I really should be going to bed right now because I am so unbelievably exhausted, but I thought I should at least maintain the facade of keeping up with the new years resolutions. That being, writing in the blog more. So that is what I am doing. I apologise if I begin to digress, talk nonsense or just become plain boring. It's the tiredness I tell you.
Back to work after a two week absence (Christmas, then New Year's which is apparently a big to do in the land of the Scots) even though I had barely worked there before the holidays began. I actually feel good about going back to work and doing my thang. Yeah, I just said 'thang'. I told you I had an excuse for being a tool...
Anyway I think it's just the need I have for a routine, the comfort of having people you see every day, the security of knowing you have some sort of purpose, whatever it may be. I had that in Toronto and now I have it in Scotland. It's magic, that. such a simple thing like a job affords you so much security--and not just in the money sense. When I first moved here I was definitely drifting--and my main priority was to find a job because then I knew things would begin to fall into place. And you know what? They totally have. Yup, it was all a part of my master plan.
The holidays here were interesting--hard and strange and definitely very British, but also interesting. In a good way. I haven't been home for Christmas in 2 years so I think it is slowly starting to weigh on me. Missing my customary traditions of my mother drinking sherry and falling asleep on the couch on christmas eve while I struggle to wrap the presents for my brothers while they sleep upstairs and crying to the same scene in 'It's a Wonderful Life' every single year (the part where George thinks it's all over for him, then all the townsfolk come in with pots of money to help him--get's me every time! Not the angel getting it's wings with the bell ringing nonsense...). What a beautiful christmas. At least now I know why my mother insisted that Santa didn't want milk, he wanted a giant glass of sherry instead.

• Problems:
[A] Can you pull out every line of the records on segmenting the small glass bowl word for word, leaving out the picture?
[B] Could you write what comes next in the blog post about starting a job and spending the holidays in Scotland, picking up after its last sentence?
The records have no connection to the blog post.

• Input rows:
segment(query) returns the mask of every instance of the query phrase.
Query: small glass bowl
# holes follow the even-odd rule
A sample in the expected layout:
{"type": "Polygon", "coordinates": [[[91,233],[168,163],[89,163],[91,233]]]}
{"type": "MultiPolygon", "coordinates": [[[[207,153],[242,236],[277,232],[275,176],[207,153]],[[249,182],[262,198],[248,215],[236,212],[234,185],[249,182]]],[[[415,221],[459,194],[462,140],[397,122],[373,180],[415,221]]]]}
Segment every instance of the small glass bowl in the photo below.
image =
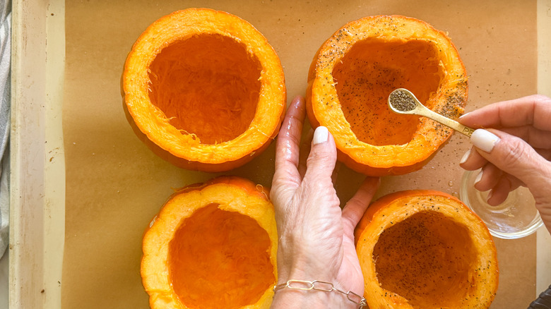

• Outputs:
[A]
segment(query) returns the mask of every instance of the query phrase.
Query: small glass bowl
# holes follow the even-odd rule
A sample in the expected layout:
{"type": "Polygon", "coordinates": [[[91,233],[168,163],[89,163],[91,233]]]}
{"type": "MultiPolygon", "coordinates": [[[[207,153],[242,236],[277,232],[275,176],[207,153]],[[249,182],[262,198],[248,215],[236,212],[234,185],[249,182]]],[[[415,221],[459,194],[462,140],[397,122],[373,180],[415,221]]]]}
Segment every instance of the small glass bowl in the photo below.
image =

[B]
So anyway, this year I went to visit the family in Sheffield and had a brilliant time. And ate the best christmas dinner of all time (sorry mom, but your experimental meat concoctions and sushi stuffed with bits of cabbage just don't cut it...). Actually. My cousin Pat and her husband put on this delicious spread that made me think I was eating at a Nigella kitchen or something--but without all the oddly seductive talk that makes you feel as if you are not watching a cooking show at all... It's so strange that it's been awhile since I have seen them and they welcomed me like I was a regular who came every year. I didn't feel awkward or out of place--it was just family. And it was nice. My aunty Joss (that I stayed with) always made sure I had a cup of tea in hand as soon as I entered the house (and in Yorkshire tea tastes sooo much better than in Scotland for some reason...and I've no idea why!) and I definitely felt loved. Though I must digress slightly (I did warn you, but you've made it this far...) and discuss the horrid journey that was getting to and from Sheffield. Let me just say first of all that I slept in for my first bus to Sheffield (I know, I am a jackass for sleeping in AND taking the bus...) so I charged the train ticket to my credit card. Do you know how much a last minute train ticket costs on christmaseve? DO YOU!?!? I felt like vomiting. Luckily though, I made it down without incident--apart from an irritating guy across from me who kept trying to talk to me even when I vaguely gestured to the earphones in my ears playing loud Canadian music to drown out the Britishness. Don't you hate that? I am listening to music for a reason!!!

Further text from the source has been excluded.